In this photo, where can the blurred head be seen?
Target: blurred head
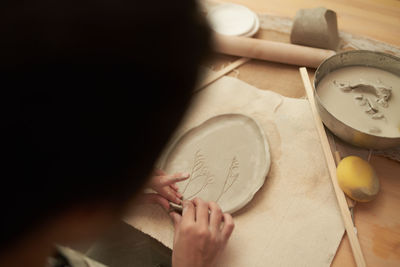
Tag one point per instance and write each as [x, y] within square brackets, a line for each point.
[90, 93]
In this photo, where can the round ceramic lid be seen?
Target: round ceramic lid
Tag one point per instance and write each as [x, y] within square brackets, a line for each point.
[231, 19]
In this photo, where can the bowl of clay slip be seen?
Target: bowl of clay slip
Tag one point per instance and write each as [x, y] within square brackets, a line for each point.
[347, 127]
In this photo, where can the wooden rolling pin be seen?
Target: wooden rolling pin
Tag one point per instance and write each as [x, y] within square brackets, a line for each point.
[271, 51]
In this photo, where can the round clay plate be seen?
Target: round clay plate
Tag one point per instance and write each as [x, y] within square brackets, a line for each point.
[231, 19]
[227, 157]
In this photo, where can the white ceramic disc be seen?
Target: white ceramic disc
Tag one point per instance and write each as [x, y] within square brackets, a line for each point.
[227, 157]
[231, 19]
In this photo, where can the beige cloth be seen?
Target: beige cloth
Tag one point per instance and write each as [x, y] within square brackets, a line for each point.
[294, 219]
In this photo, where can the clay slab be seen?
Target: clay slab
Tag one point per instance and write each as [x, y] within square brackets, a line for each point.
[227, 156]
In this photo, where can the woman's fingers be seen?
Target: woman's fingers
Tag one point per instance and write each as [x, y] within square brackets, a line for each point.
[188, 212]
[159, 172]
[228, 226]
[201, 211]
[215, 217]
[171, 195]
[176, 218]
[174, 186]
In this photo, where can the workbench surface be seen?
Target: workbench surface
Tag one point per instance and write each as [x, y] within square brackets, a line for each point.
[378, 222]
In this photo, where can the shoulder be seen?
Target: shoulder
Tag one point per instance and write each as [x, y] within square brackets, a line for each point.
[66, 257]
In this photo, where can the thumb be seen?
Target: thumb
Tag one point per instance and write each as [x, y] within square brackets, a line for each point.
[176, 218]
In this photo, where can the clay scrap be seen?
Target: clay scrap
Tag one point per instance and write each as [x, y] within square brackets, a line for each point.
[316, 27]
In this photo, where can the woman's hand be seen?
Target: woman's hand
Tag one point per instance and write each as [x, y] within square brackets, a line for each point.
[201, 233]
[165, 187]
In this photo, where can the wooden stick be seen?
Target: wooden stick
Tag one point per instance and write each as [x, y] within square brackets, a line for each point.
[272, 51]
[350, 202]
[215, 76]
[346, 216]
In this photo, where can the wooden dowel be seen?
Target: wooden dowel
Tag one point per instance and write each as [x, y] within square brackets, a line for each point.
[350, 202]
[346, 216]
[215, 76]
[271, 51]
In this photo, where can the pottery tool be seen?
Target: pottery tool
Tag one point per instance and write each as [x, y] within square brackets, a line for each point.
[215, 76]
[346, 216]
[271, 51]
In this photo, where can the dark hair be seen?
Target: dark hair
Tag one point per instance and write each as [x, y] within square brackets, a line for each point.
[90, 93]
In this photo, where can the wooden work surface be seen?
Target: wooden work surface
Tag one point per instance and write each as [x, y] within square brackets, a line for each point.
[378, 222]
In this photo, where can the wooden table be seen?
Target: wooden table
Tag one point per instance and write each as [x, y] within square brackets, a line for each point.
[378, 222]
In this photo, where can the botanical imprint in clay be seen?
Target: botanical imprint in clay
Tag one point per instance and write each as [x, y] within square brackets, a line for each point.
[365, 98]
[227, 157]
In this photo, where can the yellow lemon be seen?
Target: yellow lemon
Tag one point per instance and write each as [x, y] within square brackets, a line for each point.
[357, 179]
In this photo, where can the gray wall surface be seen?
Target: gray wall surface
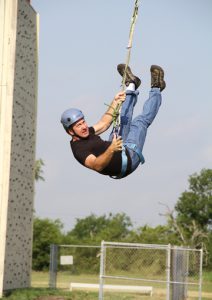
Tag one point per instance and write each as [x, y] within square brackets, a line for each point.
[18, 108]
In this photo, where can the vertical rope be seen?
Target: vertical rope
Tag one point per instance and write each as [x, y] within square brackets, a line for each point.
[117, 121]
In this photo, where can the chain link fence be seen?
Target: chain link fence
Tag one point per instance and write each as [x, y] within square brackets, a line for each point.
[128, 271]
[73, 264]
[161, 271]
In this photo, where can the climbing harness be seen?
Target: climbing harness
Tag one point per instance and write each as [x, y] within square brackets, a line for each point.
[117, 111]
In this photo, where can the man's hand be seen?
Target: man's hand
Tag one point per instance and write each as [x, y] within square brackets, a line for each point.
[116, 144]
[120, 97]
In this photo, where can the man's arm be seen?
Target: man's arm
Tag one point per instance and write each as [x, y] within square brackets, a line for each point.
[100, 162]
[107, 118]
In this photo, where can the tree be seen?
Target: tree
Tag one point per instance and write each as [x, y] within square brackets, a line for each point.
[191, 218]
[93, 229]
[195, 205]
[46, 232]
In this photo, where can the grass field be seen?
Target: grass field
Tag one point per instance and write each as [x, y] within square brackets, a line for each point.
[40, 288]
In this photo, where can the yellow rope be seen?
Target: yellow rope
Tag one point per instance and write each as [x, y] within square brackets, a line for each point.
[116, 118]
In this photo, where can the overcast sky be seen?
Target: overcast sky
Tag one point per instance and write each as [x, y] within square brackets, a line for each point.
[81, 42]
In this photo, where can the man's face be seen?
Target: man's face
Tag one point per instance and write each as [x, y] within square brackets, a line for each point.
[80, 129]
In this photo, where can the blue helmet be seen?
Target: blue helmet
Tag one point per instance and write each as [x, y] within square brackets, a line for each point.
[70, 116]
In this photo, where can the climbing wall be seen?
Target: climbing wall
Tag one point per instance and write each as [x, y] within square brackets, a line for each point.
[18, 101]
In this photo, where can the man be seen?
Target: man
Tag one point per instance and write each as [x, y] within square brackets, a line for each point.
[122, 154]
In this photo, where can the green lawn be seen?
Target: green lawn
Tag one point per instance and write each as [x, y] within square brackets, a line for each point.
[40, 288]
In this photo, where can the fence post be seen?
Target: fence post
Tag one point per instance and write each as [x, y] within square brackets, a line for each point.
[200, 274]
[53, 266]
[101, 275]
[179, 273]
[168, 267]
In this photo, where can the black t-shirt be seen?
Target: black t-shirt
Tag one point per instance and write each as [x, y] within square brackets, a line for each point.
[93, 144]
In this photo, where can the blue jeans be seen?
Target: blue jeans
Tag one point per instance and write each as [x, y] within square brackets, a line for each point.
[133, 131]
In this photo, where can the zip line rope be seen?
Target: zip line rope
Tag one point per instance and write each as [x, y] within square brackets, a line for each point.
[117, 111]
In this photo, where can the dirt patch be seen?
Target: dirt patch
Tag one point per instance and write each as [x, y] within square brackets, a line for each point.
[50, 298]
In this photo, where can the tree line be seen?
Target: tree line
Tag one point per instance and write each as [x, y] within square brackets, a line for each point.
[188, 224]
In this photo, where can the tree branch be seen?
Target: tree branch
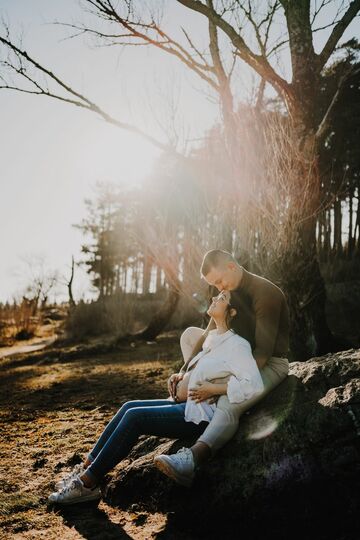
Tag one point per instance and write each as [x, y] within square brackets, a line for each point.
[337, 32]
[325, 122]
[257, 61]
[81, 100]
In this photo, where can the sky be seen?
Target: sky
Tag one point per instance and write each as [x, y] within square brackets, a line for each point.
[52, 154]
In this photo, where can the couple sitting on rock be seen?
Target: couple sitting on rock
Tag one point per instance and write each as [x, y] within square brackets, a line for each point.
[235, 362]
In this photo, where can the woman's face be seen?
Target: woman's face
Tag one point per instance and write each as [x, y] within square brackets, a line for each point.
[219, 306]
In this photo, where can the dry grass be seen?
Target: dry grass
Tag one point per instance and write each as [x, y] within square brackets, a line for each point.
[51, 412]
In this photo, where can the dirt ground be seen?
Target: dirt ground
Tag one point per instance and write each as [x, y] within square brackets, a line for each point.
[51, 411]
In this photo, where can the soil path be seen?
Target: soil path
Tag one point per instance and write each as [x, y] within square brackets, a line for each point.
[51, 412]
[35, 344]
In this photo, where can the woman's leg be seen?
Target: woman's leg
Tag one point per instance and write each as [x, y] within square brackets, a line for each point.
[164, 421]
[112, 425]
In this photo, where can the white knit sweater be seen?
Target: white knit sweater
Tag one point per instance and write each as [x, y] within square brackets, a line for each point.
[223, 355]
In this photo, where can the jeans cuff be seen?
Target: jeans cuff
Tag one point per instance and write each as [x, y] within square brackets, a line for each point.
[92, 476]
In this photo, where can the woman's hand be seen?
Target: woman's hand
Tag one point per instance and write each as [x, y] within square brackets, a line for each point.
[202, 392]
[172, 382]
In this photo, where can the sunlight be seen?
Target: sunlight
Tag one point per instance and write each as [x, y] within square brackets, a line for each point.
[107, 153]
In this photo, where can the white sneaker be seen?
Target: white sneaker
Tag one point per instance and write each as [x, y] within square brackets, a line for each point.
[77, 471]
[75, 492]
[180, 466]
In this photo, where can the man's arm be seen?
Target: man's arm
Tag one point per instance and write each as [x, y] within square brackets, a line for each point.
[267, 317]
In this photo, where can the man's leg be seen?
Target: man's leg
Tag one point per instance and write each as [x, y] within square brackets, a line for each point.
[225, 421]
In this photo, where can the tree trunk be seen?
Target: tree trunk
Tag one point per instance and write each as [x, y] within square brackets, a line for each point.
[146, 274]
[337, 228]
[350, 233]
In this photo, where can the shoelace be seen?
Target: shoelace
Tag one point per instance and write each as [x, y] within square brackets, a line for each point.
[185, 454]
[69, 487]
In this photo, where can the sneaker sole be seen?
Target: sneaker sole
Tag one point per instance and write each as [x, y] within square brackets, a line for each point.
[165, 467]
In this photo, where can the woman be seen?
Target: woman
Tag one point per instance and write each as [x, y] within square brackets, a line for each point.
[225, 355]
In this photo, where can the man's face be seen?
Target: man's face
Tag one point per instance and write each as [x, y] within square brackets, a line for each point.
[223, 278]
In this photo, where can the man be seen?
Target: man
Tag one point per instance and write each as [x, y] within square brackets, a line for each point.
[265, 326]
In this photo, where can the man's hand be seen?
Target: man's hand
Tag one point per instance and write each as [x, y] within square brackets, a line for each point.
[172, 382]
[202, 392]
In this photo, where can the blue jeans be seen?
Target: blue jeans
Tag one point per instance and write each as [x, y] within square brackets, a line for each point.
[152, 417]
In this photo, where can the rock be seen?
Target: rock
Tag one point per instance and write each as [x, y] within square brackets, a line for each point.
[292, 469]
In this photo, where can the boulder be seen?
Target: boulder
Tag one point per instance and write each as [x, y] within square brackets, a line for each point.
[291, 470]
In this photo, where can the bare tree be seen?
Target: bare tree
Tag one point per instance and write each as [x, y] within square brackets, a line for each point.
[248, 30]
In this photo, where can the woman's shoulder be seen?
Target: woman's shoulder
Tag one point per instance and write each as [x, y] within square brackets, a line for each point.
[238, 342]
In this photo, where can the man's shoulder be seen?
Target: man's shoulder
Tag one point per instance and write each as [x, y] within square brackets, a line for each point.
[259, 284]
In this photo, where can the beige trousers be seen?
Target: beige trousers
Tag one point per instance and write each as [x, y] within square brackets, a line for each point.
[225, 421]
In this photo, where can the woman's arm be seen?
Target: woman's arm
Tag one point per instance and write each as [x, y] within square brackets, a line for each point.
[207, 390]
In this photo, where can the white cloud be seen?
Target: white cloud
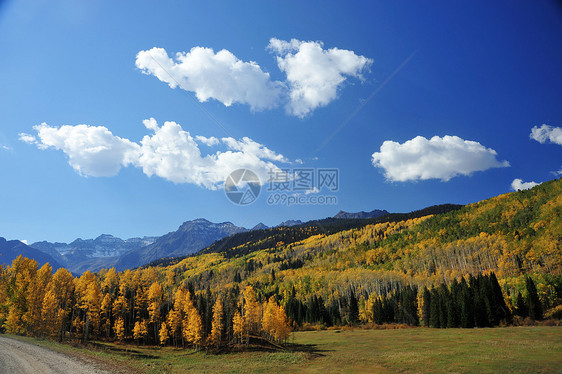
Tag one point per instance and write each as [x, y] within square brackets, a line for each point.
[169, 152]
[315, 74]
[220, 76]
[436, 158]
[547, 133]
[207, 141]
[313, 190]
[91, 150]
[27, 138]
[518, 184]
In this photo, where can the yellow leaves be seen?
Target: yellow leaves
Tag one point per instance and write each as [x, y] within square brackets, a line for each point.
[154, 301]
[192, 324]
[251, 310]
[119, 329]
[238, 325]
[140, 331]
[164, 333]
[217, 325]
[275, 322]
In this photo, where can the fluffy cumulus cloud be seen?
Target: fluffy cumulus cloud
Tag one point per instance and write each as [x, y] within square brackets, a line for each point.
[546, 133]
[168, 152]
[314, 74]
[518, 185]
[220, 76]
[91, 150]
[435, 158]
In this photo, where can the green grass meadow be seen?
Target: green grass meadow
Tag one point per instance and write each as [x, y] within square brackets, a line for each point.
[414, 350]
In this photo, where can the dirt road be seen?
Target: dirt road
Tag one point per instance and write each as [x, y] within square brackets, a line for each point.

----------

# What the task asks
Please count the lines in the material above where the word "botanical" occurs, and give only the number.

# Output of the task
2